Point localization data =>
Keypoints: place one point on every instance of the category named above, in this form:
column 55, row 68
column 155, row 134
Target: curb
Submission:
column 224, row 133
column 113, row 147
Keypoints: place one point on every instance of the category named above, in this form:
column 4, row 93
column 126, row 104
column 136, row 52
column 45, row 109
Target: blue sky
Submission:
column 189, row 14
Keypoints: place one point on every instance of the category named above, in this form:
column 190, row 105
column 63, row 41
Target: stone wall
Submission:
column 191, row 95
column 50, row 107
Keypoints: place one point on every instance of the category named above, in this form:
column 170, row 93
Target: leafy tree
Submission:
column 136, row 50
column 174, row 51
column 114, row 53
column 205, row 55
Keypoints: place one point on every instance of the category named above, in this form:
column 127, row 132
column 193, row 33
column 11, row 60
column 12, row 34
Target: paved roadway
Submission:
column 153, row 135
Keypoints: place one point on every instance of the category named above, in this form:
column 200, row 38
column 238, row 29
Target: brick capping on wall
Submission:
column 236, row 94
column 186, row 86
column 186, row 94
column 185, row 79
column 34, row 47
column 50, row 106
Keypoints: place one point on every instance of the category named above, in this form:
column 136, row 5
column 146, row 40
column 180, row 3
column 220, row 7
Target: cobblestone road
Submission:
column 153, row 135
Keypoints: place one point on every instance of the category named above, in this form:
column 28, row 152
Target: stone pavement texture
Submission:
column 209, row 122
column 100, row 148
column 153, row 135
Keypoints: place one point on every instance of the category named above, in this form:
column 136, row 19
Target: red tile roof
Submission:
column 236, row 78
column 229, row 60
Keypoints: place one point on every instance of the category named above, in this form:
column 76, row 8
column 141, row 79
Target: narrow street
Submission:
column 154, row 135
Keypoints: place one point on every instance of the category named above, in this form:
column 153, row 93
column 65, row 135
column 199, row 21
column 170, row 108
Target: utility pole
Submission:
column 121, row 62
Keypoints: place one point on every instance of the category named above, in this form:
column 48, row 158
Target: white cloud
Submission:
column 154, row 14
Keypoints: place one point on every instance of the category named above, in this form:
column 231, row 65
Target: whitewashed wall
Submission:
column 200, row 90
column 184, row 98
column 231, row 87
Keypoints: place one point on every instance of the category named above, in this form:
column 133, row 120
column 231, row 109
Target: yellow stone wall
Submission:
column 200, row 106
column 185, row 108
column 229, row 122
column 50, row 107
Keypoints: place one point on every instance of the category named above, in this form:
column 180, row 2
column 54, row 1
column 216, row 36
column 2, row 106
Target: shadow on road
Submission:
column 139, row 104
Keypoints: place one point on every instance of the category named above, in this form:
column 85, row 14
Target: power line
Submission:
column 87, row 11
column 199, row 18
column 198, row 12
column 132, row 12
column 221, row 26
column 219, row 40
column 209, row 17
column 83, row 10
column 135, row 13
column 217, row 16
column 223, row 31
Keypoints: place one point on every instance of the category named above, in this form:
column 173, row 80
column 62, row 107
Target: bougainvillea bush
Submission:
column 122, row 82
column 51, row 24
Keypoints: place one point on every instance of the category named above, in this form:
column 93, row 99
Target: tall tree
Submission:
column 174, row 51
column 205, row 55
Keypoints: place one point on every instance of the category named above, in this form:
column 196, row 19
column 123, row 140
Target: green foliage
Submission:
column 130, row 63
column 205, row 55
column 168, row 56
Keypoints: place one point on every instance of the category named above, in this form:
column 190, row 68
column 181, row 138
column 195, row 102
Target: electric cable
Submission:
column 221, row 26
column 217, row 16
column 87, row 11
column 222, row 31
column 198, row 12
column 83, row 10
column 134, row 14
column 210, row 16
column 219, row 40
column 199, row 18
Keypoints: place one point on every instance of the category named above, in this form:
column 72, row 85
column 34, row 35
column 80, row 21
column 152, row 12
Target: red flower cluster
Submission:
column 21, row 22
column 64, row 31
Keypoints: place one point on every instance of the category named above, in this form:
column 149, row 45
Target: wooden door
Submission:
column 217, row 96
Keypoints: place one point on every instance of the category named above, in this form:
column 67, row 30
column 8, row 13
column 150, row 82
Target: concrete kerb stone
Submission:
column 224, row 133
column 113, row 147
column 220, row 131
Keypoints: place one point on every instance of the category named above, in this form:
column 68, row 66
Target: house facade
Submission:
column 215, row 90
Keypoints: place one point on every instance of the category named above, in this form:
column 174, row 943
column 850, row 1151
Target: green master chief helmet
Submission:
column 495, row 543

==

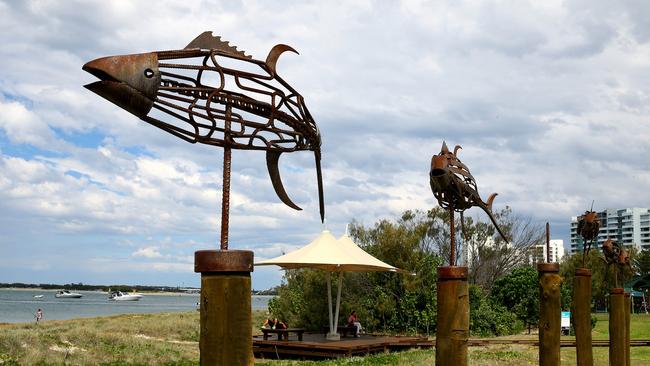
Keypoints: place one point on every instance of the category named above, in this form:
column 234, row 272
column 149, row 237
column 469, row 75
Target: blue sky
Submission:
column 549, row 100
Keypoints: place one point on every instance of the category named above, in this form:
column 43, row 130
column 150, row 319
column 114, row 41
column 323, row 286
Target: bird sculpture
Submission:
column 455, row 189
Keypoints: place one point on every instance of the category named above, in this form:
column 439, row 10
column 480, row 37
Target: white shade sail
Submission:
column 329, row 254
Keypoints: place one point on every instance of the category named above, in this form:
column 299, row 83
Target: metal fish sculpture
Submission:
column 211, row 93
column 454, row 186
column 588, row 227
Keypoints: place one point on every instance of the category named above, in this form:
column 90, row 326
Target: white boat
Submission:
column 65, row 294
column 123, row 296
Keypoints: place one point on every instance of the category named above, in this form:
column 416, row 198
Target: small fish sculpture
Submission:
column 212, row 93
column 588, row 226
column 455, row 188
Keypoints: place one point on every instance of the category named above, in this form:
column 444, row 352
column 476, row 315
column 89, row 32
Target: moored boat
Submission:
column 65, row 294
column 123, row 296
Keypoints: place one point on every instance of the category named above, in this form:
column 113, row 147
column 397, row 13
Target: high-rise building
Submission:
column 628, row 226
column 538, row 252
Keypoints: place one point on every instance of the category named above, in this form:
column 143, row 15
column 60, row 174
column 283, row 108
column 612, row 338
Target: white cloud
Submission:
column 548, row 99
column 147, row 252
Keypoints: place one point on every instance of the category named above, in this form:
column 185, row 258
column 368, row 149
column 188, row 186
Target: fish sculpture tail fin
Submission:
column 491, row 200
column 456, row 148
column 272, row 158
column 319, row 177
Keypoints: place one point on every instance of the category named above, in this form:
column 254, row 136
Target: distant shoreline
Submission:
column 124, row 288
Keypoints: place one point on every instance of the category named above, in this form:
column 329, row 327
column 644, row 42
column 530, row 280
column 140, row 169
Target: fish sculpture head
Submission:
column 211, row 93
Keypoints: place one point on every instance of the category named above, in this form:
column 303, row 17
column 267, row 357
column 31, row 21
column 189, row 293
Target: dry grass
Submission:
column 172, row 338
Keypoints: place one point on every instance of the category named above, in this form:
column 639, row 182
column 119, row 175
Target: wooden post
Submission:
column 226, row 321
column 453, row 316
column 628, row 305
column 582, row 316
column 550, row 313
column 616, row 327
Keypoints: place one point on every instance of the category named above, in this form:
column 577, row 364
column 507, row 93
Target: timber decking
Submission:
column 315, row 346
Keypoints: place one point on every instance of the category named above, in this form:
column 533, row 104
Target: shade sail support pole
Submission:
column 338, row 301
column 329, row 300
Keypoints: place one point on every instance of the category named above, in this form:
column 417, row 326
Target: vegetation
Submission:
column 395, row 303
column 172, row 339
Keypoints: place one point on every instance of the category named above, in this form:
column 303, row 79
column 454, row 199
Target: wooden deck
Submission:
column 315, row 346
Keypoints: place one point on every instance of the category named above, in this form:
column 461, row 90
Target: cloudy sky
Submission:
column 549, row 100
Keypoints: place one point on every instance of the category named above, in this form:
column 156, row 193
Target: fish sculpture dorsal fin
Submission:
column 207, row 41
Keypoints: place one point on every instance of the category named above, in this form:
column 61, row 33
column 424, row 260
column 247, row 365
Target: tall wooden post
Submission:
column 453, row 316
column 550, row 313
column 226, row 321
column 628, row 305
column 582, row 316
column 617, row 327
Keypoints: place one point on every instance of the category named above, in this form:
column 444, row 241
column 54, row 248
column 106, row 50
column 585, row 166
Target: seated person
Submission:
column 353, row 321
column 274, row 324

What is required => Tally up the lines in the records that contain the word "sculpture" and give only the total.

Task output => 6